To do:
a) In the article on victim-blaming, condense the paragraph beginning "Victim blaming can lead to increased" into one shorter sentence that keeps its main facts.
b) According to the article on victim-blaming, what did the 2010 study published in the Journal of Interpersonal Violence find?

Selected passage:
Start of Block

The “Second Wave of Trauma” : Should You be Concerned ?

second wave of trauma
The dismissal of trauma is profoundly more impacted than the original trauma.
It’s the incredulous tone given by friend when they tell him to “get over it” or “put your big boy pants on“. And it’s the look of accusation in his parent’s eyes when they outright say “This is your fault“. These are the things that shatter me to pieces inside. And this is when he struggles  to pick up those pieces and put himself back together again.

Second Wave of  Trauma : Confusing and Detrimental

While the #MeToo movement and online platforms have given a voice to victims of sexual crimes as well as other form of harassment and trauma,  the culture of victim-blaming persists. Although their experience is deeply painful, victims still get questioned, doubted and blamed for their ordeal with the exposure. Their traumatic experiences, more often than not, is misbelieved, mistrusted, and maligned. 


So what is behind this tendency to blame the victim?
One psychological phenomenon that contributes to this tendency to lay blame on the victim is known as the fundamental attribution error. In social psychology, attribution is the process of inferring the causes of events or behaviors. In real life, attribution is something we all do every day, usually without any awareness of the underlying processes and biases that lead to our inferences. For example, When you get a poor grade on a quiz, you might blame the teacher for not adequately explaining the material, completely dismissing the fact that you didn’t study. When a classmate gets a great grade on the same quiz, you might attribute his good performance to luck, neglecting the fact that he has excellent study habits
Another element that contributes to our tendency to blame the victim is known as a “belief in a just world” (Bohner et al., 2009). The Just World theory (Kleinke & Meyer, 1990; Lerner & Mathews, 1967) is a social and cultural concept, which states that individuals perceive the world to be a rational place (Lambert & Raichle, 2000; Fetchenhauer et al., 2005), where events are “deserved, so the world cannot be unjust” (Faccenda & Pantaleon, 2011). Rooted within Protestant Ethic ideology, which states that good actions and hard-work are praised with good affluence, with this responsibility lying with the individual (Lerner, 1980; Montada & Lerner, 1998), Just World beliefs (JWBs) permit individuals to maintain a feeling of security and to ensure the control over their own behaviour and future outcomes, making the world around them a safer, manageable and predictable place (Lodewijx, Wildschut, Nijstadm Savenije, & Smit, 2001).  
Simply put, there are people who believe that “bad things cannot happen to good people” or to those who have done “everything right”. In other words, if something bad happens to you, it must be because you did something wrong. It is a form of protective mechanism that allows people to believe that they have control over atrocities that happen. 
Furthermore, victim-blaming occurs when people try to rationalise away the behaviour of the culprit by attributing part or all of the blame on the victim. While victim-blaming can occur in other situations such as theft, robbery and other crimes, a 2010 study published in the Journal of Interpersonal Violence found that more blame appears to be assigned to victims of sexual violence such as rape. 

What effect It Can Leave On A Victim

Victim-blaming attitudes marginalize the victim/survivor and make it harder to come forward and report the abuse. If the survivor knows that you or society blames them for the abuse, s/he will not feel safe or comfortable coming forward and talking to you.
Furthermore, victim blaming also reinforces predator-like attitudes. It allows perpetrators to avoid being held accountable for their actions. 
Victim blaming can lead to increased and unnecessary suffering for the victims. They may experience ridicule – while at the same time watching their predators avoid  punishments instead of getting the justice they deserve. This may cause them to feel emotions like shame and guilt that only delays their healing and adds to their toxic self-blame. 
Victim blaming


At a most basic level, a person needs to be free to feel the way they do, and affirmed by those who love them, so they can process those feelings. We all need to be validated. Likewise, survivors deserve validation. On a societal level, much more needs to be done not only to prevent abuse, but to better support those who have been abused in their recovery.
For those of you who have victim-blamed anyone in your life, go and make amends. Help them to pick up the pieces. Be there. Be present. Hold space. 
Prioritise them. They have carried enough. 
Their healing will take root when you believe their story and its many truths.
Your non-judgmental support  will make space for their pain.

End of Block

Given information:
Start of Block

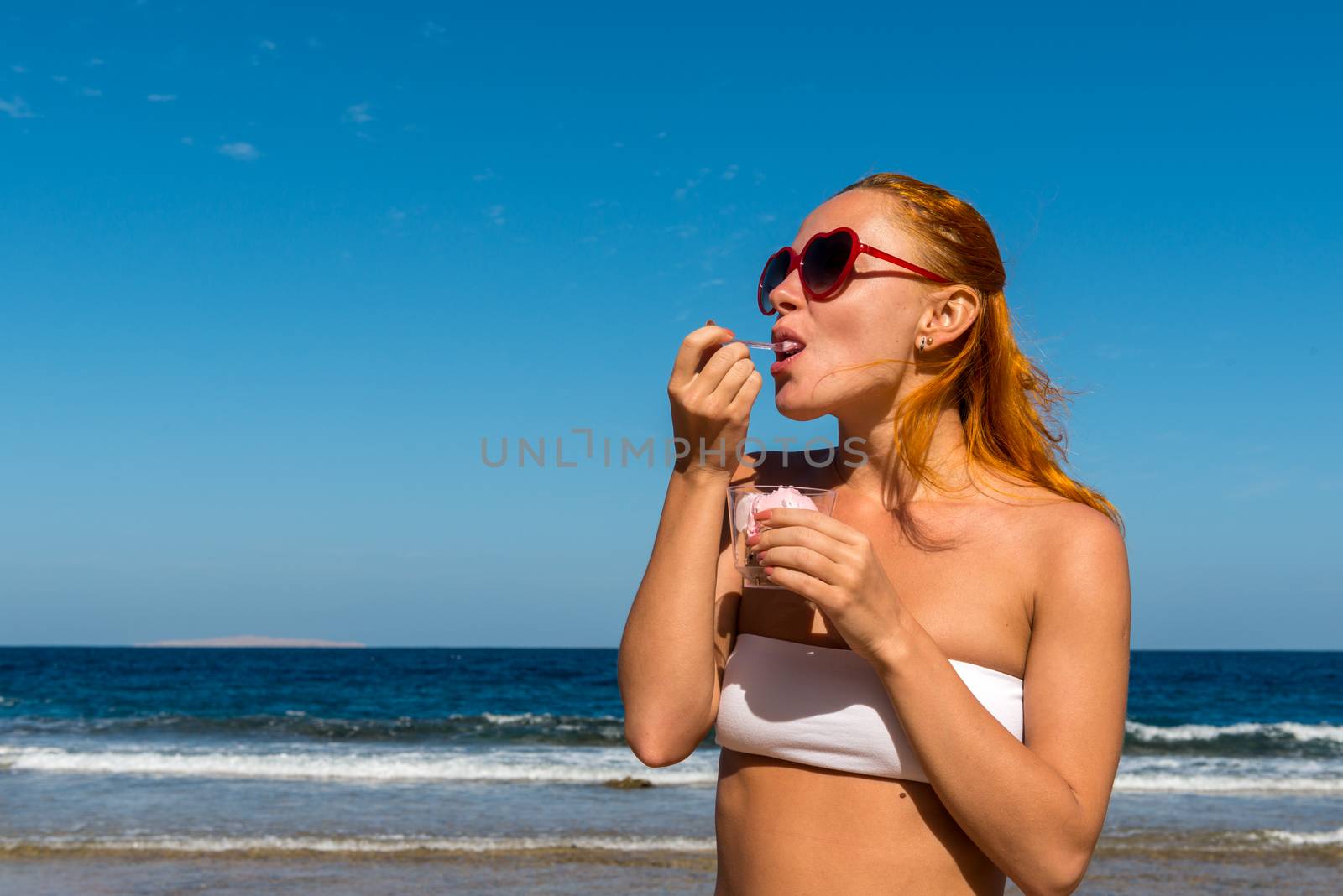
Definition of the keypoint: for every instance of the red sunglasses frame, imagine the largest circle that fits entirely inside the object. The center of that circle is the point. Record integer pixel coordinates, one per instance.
(857, 247)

End of Block

Answers per task:
a) Victim blaming adds needless suffering: victims may face ridicule while watching their predators escape punishment instead of getting justice, which can bring shame and guilt that delay healing and deepen toxic self-blame.

b) It found that more blame appears to be assigned to victims of sexual violence, such as rape.